◆ TASK GOAL
Reproduce every one of the entries below word for word, with the pictures left out.

◆ RECORDS TO PROCESS
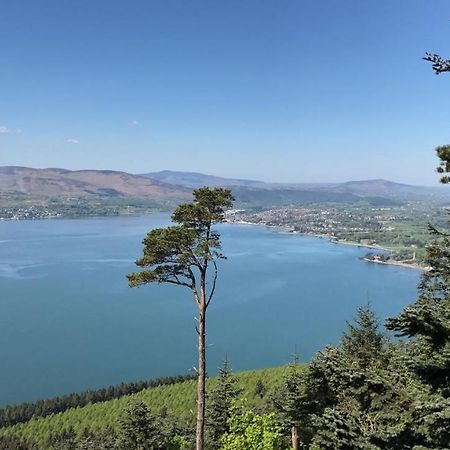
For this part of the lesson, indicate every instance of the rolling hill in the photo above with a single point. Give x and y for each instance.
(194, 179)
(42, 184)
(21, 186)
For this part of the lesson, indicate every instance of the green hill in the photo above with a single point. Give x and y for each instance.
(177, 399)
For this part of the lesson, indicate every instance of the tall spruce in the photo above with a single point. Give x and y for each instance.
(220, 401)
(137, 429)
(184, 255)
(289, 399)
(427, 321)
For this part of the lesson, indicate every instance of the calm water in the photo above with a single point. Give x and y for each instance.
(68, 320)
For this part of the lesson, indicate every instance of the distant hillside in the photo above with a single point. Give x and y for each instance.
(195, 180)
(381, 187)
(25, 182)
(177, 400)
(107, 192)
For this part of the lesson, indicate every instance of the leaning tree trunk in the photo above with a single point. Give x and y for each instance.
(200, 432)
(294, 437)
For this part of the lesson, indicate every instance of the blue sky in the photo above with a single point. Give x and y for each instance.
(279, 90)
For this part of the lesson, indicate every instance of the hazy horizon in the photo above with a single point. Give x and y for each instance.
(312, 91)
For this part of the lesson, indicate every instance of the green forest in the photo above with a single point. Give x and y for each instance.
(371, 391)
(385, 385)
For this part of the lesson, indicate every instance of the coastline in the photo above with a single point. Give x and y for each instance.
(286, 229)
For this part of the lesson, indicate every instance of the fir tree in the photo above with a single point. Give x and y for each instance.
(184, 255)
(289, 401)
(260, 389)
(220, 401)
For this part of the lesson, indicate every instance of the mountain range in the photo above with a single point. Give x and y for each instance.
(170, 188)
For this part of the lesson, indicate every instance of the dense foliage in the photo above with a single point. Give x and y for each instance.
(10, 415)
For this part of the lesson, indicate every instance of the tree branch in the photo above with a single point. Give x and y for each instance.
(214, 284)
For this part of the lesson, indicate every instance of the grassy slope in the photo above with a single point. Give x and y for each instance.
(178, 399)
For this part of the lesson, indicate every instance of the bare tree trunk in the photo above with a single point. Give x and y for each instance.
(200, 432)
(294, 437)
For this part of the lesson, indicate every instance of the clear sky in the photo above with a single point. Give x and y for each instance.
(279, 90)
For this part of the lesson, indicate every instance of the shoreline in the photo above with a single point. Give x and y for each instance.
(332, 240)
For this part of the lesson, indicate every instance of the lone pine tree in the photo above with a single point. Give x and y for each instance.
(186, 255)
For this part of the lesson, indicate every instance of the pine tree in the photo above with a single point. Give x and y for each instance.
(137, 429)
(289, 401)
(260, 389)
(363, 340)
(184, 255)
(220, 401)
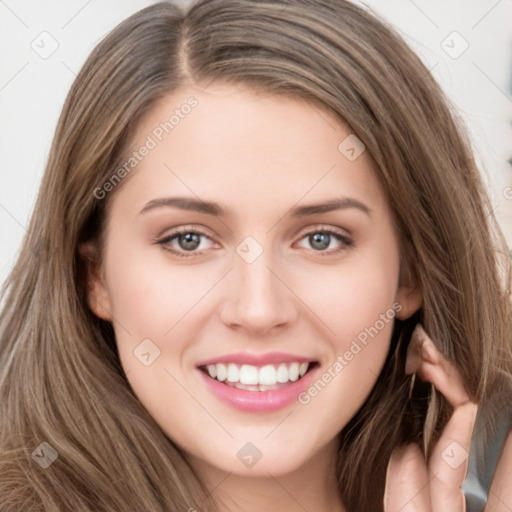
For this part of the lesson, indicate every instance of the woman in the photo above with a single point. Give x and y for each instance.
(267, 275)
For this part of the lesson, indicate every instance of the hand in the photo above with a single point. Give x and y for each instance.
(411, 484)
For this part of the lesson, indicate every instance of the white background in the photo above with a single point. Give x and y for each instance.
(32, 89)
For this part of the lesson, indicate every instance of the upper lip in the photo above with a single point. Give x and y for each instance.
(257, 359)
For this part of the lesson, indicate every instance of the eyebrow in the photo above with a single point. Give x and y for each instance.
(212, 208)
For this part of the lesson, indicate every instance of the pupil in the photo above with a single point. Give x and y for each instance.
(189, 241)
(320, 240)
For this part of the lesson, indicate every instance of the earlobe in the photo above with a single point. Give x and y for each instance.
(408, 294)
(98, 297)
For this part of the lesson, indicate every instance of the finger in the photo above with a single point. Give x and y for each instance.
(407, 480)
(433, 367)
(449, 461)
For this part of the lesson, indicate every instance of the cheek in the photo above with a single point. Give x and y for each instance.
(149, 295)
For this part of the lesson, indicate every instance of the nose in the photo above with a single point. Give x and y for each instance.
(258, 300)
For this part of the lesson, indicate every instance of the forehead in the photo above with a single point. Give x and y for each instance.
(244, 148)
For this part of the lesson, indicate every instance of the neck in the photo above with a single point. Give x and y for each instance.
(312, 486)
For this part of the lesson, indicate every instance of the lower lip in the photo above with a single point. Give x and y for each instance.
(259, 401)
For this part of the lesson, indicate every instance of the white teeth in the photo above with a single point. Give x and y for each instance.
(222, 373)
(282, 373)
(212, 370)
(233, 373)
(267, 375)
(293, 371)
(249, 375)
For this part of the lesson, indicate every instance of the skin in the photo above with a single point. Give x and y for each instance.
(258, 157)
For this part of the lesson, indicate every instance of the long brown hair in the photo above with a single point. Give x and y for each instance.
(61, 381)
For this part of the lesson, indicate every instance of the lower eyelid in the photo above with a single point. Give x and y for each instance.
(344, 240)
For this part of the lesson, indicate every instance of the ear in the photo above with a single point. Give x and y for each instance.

◆ RESULT OF THIS TASK
For this part of the lesson, indicate every instance of the rolling hill in the photo above with a single point. Give x and y for each instance.
(194, 179)
(42, 184)
(21, 186)
For this part of the lesson, indicate every instance of the green hill in the photo above with a single point. Give x and y for each instance.
(177, 399)
For this part of the lesson, indicate every instance of the tall spruce in the photo above with a single point. Give x and y for each instance.
(220, 401)
(137, 429)
(184, 255)
(289, 399)
(427, 321)
For this part of the lesson, indicate every instance of the calm water in the photo above with a single point. Give x and y for each instance.
(68, 320)
For this part of the lesson, indicate every instance of the distant hillside in the photo above with a single point. Give x and y for each instance.
(195, 180)
(381, 187)
(25, 182)
(177, 400)
(107, 192)
For this part of the lesson, indicate every instance of the leaning tree trunk in the photo above with a single point. Give x and y for each instance.
(200, 432)
(294, 437)
For this part of the lesson, indicate every instance of the blue sky in the photo above with a single point. Give x and y for each instance.
(279, 90)
For this part of the lesson, indicate every instance of the hazy horizon in the photo above with a single point. Give x and y for each instance.
(312, 91)
For this part of the lesson, indicate every instance of the green forest in the photo above with a single point. Give x and y for each instance.
(371, 391)
(385, 385)
For this part of the lesson, indicate every instance of the coastline in the photo above with a single point. Give x and y for each instance.
(286, 229)
For this part of the lesson, indicate every instance of the fir tree in the photo above with a single point. Give x and y for each instance.
(184, 255)
(289, 401)
(260, 389)
(220, 401)
For this part of the lesson, indicate every instance of the mountain range in the photo above with a single point. Give x and y for each instance.
(170, 188)
For this part of the lesson, indicate every instance of the dense foliage in the photo above with a single point. Give x and y for each instance.
(10, 415)
For this part of the lesson, indicate every instance of the tree branch in the photo above with a single point. Give x and y for each instance.
(214, 284)
For this part of the lesson, indicate every instance of the grassy slope in the photo above with a single point. Give x and y for each instance.
(178, 399)
For this part of the lesson, indicate every instance of the bare tree trunk in the photo above with a single point. Give x and y for each instance.
(200, 432)
(294, 437)
For this part of the lesson, indicate every instance of the clear sky in the photo above with a single point. Give x and y for each instance.
(279, 90)
For this part of the lesson, indicate every instance of the shoreline in the photo above with a single point. Give x and y for each instance.
(332, 240)
For this part of the lesson, indicate every instance of the lone pine tree in the photo above with a single point. Give x and y for each instance.
(186, 255)
For this part of the lesson, indicate every instance of the pine tree in the photo above with a single point. Give x and y for each instance.
(137, 429)
(289, 401)
(260, 389)
(363, 340)
(184, 255)
(220, 401)
For this part of the lesson, indicate every instance of the woman in the photo above with a single point. Give x and y for each instance.
(267, 275)
For this part of the lesson, indicate every instance of the hand in the photo above with a single point. Give x and y for each instance.
(411, 484)
For this part of the lesson, indicate every instance of the white background in the photo above with a single point. Give x and y for each instance.
(32, 89)
For this part of the lesson, indicate every instance of the upper lip in the photo above with a single point. Give x and y for each instance.
(257, 359)
For this part of the lesson, indicate every instance of the eyebrow in the photo above with a single point. Give x and y for each instance.
(212, 208)
For this part of the lesson, indicate every instance of the pupil in the photo above with a single point. Give x and y for each instance.
(189, 241)
(320, 240)
For this part of the lesson, indicate every instance of the earlobe in the photo above with a single point. Give x and y for each instance.
(408, 294)
(98, 297)
For this part of the lesson, indicate every instance of the finger in the photo above with a single point. Give x and y for each instance.
(407, 480)
(433, 367)
(449, 461)
For this part of the lesson, indicate every instance of the cheek in the photo above with a single point. Give x and y for each instance.
(149, 295)
For this part of the lesson, indicate every instance of the nose in the photo above with a single point. Give x and y for each instance.
(258, 300)
For this part of the lesson, indicate every instance of the forehead in the photo above with a single point. Give x and y for each instance.
(244, 148)
For this part of the lesson, indicate every instance of the neck in the photo above with a single point. Give x and y for each instance.
(312, 486)
For this part of the lesson, indicate every instance of the lower lip in the photo above with a single point. Give x and y for each instance.
(259, 401)
For this part of the lesson, indicate every instance of the white teeth in the photo above with a single point. Give x and y for each instance.
(222, 373)
(282, 373)
(212, 370)
(233, 373)
(267, 375)
(293, 371)
(249, 375)
For this part of the lesson, indicate every instance of the skin in the photo above with a single point. Give x and y for each instance.
(258, 157)
For this part of the lesson, indicate every instance of the long brown hair in the photo above with a single point. Give x and y for each instance.
(61, 381)
For this part of the lesson, indicate every instance of the lower eyelid in the photo above with a single point. Give x and y for each instance.
(344, 240)
For this part of the lesson, indicate every instance of the ear in the photo above with a single point. Give x and y for each instance.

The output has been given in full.